COVID-19 has significantly disrupted Europe's football calendar and as a result has raised a number of questions in relation to club's contractual obligations and  financial arrangements. 

This article focuses on the measures UEFA have undertaken to ease the financial and regulatory burden on clubs. 

COVID-19: The financial impact 

The suspension and possible cancellation of the remaining football league fixtures will cause substantial revenue losses for clubs as sponsorship income, ticket sales and broadcasting rights fall away. Clubs usually utilise these revenue streams to ensure compliance with their ongoing financial obligations. 

This reduced income coupled with the substantial player wages and transfer fees may leave clubs at risk of failing to meet their scheduled payment obligations and as a result breach UEFA's Club Licensing and Financial Fair Play Regulations ('FFP Regulations').

UEFA's proposal: 

The FFP Regulations were originally created to regulate the spending of clubs with large reserves of capital and to ensure better financial stability.

Data extract -
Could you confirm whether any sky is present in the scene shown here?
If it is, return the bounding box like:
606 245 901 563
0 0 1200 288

==

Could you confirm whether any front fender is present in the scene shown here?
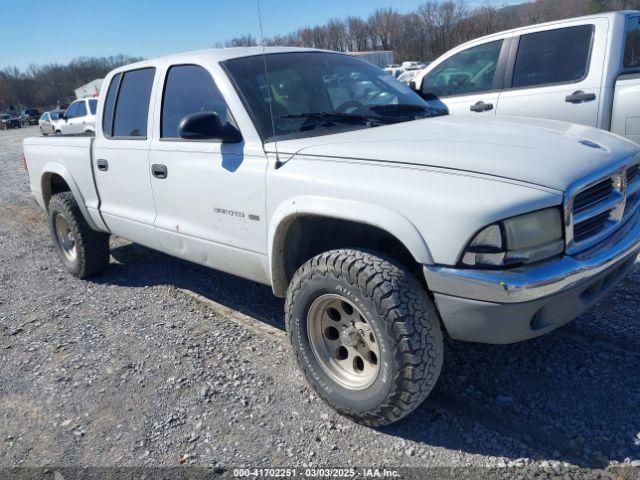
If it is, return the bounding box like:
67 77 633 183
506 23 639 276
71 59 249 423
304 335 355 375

Tasks to complete -
1. Answer these questions from the article on COVID-19 and European football:
(a) Which revenue streams does it say will fall away?
(b) What short name does it give UEFA's Club Licensing and Financial Fair Play Regulations?
(c) What were those regulations originally created to do?
2. Pick up the article on COVID-19 and European football after its last sentence and carry it on.
The items play no part here.

Answers by item -
1.
(a) Sponsorship income, ticket sales and broadcasting rights.
(b) 'FFP Regulations'.
(c) To regulate the spending of clubs with large reserves of capital and to ensure better financial stability.

2.
In a resolution issued by UEFA on 17 March 2020, it announced that a working group (consisting of representatives from UEFA, leagues, clubs and players) would be set up to assess the financial and regulatory impact of COVID-19. 

The working group highlighted the increasing probable risk that clubs may fail to meet their financial obligations under the FFP Regulations. As a result, UEFA has decided to relax the FFP Regulations by extending the deadline under Articles 49,50 and 50bis from 31 March to 30 April, for clubs to evidence that they do not have any "overdue payables".

Under Articles 49, 50 and 50bis "overdue payables" include monies due:

  • to other clubs as a result of player transfers (transfer fees, training compensation, solidarity payments etc.);
  • in respect of its employees (including players) i.e. image rights payments, salaries, bonuses etc.; and/or
  • toward social/tax authorities in respect of its employees.

The impact of UEFA's proposal:

UEFA's extension will provide clubs with more time to:

  • complete the administrative task of evidencing compliance with its FFP Regulation obligations;
  • consider the overall financial impacts of COVID-19 on the club; and
  • become compliant with the FFP Regulations as income (if any) is received within the extension period.

Who wins?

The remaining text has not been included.